EXERCISE DESCRIPTION
Send back all the data below, exactly as given.

INPUT DATA
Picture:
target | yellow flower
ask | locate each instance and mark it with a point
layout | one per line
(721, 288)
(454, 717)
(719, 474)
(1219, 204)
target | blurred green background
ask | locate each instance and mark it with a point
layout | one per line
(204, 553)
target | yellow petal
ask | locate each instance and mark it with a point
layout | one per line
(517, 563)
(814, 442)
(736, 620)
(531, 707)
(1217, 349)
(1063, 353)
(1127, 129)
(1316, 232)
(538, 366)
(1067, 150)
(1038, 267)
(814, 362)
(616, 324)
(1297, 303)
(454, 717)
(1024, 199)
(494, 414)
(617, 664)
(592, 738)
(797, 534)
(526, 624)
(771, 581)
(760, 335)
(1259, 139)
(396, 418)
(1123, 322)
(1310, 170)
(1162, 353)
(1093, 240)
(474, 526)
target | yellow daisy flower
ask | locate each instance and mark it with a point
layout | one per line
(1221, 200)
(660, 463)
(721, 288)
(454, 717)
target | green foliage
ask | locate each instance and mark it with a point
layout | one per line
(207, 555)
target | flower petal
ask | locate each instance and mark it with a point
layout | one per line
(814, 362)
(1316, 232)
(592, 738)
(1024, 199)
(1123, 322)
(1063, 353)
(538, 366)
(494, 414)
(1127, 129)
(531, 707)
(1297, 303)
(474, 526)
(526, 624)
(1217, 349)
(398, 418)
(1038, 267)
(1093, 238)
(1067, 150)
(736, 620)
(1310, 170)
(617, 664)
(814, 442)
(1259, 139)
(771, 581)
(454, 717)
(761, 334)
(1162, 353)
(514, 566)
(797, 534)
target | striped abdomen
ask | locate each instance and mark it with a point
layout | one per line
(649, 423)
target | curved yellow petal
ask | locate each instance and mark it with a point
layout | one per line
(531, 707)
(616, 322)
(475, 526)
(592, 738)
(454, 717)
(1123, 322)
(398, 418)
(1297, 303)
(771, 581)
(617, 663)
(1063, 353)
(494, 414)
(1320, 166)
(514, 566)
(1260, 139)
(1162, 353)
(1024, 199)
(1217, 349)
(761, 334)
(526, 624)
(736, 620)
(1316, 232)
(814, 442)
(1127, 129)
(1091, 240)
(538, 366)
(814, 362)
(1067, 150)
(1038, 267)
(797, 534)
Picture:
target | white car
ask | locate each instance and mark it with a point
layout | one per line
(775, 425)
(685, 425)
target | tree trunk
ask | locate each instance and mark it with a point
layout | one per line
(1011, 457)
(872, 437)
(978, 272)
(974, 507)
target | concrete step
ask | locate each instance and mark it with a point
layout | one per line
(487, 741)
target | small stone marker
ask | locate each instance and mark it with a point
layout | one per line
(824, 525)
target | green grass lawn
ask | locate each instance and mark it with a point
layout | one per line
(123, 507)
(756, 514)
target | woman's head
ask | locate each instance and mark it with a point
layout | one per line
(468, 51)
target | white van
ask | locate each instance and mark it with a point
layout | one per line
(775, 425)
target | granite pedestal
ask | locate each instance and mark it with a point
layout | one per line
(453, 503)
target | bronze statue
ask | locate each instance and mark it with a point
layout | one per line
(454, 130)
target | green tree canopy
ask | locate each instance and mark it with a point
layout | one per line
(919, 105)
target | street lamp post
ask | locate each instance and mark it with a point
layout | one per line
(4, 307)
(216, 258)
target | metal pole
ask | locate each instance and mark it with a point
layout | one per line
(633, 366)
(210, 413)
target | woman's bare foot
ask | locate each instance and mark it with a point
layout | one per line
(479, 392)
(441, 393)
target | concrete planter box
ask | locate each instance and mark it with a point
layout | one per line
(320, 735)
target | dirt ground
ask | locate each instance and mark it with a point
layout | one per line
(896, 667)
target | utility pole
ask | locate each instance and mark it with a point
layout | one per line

THE RESPONSE
Picture:
target | yellow flower
ask | locate each instance and mark it with a point
layout | one per line
(721, 288)
(454, 717)
(719, 474)
(1219, 204)
target | blurred green background
ask | locate each instance and mark it with a point
layout | one per line
(204, 553)
target | yellow petal
ask | locate each instance and mark it with a point
layout | one per line
(517, 563)
(814, 442)
(736, 620)
(531, 707)
(1217, 349)
(1063, 353)
(1127, 129)
(1316, 232)
(538, 366)
(1067, 150)
(1038, 267)
(814, 362)
(616, 324)
(1297, 303)
(454, 717)
(1024, 199)
(494, 414)
(617, 664)
(592, 738)
(797, 534)
(526, 624)
(771, 581)
(760, 335)
(1259, 139)
(396, 418)
(1123, 322)
(1310, 170)
(1162, 353)
(1093, 240)
(474, 526)
target | yellow daisy flower
ask | locate each instance and mark it with a point
layout | one per line
(1221, 200)
(660, 463)
(721, 288)
(454, 717)
target | green foliage
ask | locate each instance and mark it with a point
layout | one per line
(207, 555)
target | flower petal
ask | locate each instance and mark it with a point
layout | one per line
(814, 362)
(1316, 232)
(592, 738)
(1024, 199)
(1123, 322)
(1063, 353)
(538, 366)
(494, 414)
(1127, 129)
(531, 707)
(1297, 303)
(474, 526)
(526, 624)
(1217, 349)
(398, 418)
(1038, 267)
(1093, 238)
(1067, 150)
(736, 620)
(1310, 170)
(617, 664)
(814, 442)
(1259, 139)
(771, 581)
(454, 717)
(761, 334)
(1162, 353)
(514, 566)
(797, 534)
target | striped abdomen
ask | locate each instance and mark it with a point
layout | one per line
(649, 423)
target | curved yellow petal
ask | locate each instance and mark it with a point
layout | one per line
(531, 707)
(616, 322)
(475, 526)
(592, 738)
(454, 717)
(1123, 322)
(398, 418)
(1297, 303)
(771, 581)
(617, 663)
(1063, 353)
(494, 414)
(1320, 166)
(514, 566)
(1260, 139)
(1162, 353)
(1024, 199)
(1217, 349)
(761, 334)
(526, 624)
(736, 620)
(1316, 232)
(814, 442)
(1127, 129)
(1091, 240)
(538, 366)
(814, 362)
(1067, 150)
(1038, 267)
(797, 534)
Picture:
target | white car
ask | locate each instance and mark it with a point
layout | one per line
(775, 425)
(685, 425)
target | tree trunk
ask | locate each instance and mark it with a point
layout | one per line
(1011, 457)
(872, 437)
(978, 272)
(974, 507)
target | concrete step
ask | locate each instance and mark it with a point
layout | one per line
(487, 741)
target | small stone marker
ask | locate each instance and mark it with a point
layout | one per line
(824, 525)
target | green grass lawn
ask | locate each instance and mark it with a point
layout | one per line
(123, 507)
(756, 514)
target | woman's head
ask | locate each instance and mark it with a point
layout | one per line
(468, 51)
target | white van
ask | locate each instance and mark it with a point
layout | one per line
(775, 425)
target | granite pedestal
ask | locate each instance and mark it with a point
layout | one per line
(453, 503)
target | bronze statue
ask | locate each instance and mark it with a point
layout | one per line
(454, 130)
target | green tree canopy
ask | locate each instance and mark it with a point
layout | one per line
(919, 105)
target | street lamp post
ask | locate each instance and mark it with a point
layout | one per line
(4, 307)
(216, 258)
target | metal pole
ask | locate each instance and mark it with a point
layout | one per line
(633, 366)
(210, 413)
target | woman's bare foot
ask | locate each instance and mark it with a point
layout | one per line
(479, 392)
(441, 393)
target | concrete planter box
ask | locate each instance and mark it with a point
layout | one per line
(320, 735)
target | dirt ground
ask | locate each instance and mark it with a point
layout | one per line
(896, 667)
target | utility pole
ask | locate each instance and mark it with a point
layout | one per line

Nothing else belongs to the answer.